Starting with the line that contains "Please provide the mask of every instance of the green" and going on through the end of the records, repeat those lines word for word. Include the first and last lines and nothing else.

+===+

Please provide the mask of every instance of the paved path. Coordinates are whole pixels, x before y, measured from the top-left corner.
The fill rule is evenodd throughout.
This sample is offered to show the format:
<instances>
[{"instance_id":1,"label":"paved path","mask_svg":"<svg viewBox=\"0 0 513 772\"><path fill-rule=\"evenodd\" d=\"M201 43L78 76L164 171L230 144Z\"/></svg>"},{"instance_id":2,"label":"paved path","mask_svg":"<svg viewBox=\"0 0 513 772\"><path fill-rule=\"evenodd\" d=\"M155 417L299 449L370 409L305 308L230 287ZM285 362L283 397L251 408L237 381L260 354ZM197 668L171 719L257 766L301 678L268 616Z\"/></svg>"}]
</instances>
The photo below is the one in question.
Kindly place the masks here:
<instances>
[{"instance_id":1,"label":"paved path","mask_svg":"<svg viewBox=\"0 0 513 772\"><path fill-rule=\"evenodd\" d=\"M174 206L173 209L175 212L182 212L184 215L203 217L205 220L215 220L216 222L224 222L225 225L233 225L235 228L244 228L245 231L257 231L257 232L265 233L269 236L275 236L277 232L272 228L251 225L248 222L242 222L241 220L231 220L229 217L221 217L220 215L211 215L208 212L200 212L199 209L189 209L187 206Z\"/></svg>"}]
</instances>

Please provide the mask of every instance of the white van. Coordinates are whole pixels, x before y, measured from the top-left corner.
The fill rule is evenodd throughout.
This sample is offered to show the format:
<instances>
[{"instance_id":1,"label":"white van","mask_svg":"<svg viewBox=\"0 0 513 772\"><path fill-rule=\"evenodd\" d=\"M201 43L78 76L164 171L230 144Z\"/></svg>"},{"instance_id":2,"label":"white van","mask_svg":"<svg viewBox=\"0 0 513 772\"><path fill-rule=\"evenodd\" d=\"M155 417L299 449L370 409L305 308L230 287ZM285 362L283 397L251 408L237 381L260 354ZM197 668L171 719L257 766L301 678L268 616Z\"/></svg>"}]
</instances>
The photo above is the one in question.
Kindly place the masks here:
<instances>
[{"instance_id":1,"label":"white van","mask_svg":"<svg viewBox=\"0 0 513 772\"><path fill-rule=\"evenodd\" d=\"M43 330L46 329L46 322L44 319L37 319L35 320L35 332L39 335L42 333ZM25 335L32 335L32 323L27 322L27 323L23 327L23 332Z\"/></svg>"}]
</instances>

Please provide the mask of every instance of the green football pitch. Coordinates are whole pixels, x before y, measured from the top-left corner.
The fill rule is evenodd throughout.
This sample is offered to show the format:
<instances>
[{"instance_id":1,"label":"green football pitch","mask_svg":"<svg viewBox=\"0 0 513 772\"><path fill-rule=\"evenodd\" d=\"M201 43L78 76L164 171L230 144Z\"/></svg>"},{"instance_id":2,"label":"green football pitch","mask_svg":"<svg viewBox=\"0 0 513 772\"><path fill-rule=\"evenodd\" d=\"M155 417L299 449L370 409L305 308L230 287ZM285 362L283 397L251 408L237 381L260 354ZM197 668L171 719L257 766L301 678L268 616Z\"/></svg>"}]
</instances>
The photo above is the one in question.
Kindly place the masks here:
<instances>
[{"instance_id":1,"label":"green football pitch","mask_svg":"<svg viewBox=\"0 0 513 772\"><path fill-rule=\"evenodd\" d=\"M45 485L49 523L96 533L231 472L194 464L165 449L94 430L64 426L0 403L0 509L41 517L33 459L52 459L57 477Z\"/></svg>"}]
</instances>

+===+

:: COMPLETED EXERCISE ::
Please provide the mask of every instance of the green football pitch. Coordinates are whole pixels, x before y, measured from the top-left corner.
The fill rule is evenodd throughout.
This sample is offered to show the format:
<instances>
[{"instance_id":1,"label":"green football pitch","mask_svg":"<svg viewBox=\"0 0 513 772\"><path fill-rule=\"evenodd\" d=\"M201 43L78 76L164 171L230 144Z\"/></svg>"},{"instance_id":2,"label":"green football pitch","mask_svg":"<svg viewBox=\"0 0 513 772\"><path fill-rule=\"evenodd\" d=\"M155 417L299 449L370 409L305 308L230 287ZM285 362L283 397L251 408L237 381L260 354ZM197 668L171 719L257 766L301 678L268 616Z\"/></svg>"}]
</instances>
The photo above is the one in question.
Kindly place the masks here:
<instances>
[{"instance_id":1,"label":"green football pitch","mask_svg":"<svg viewBox=\"0 0 513 772\"><path fill-rule=\"evenodd\" d=\"M45 485L49 523L96 533L231 472L194 464L165 449L94 430L64 426L0 403L0 509L41 517L33 459L52 459L57 477Z\"/></svg>"}]
</instances>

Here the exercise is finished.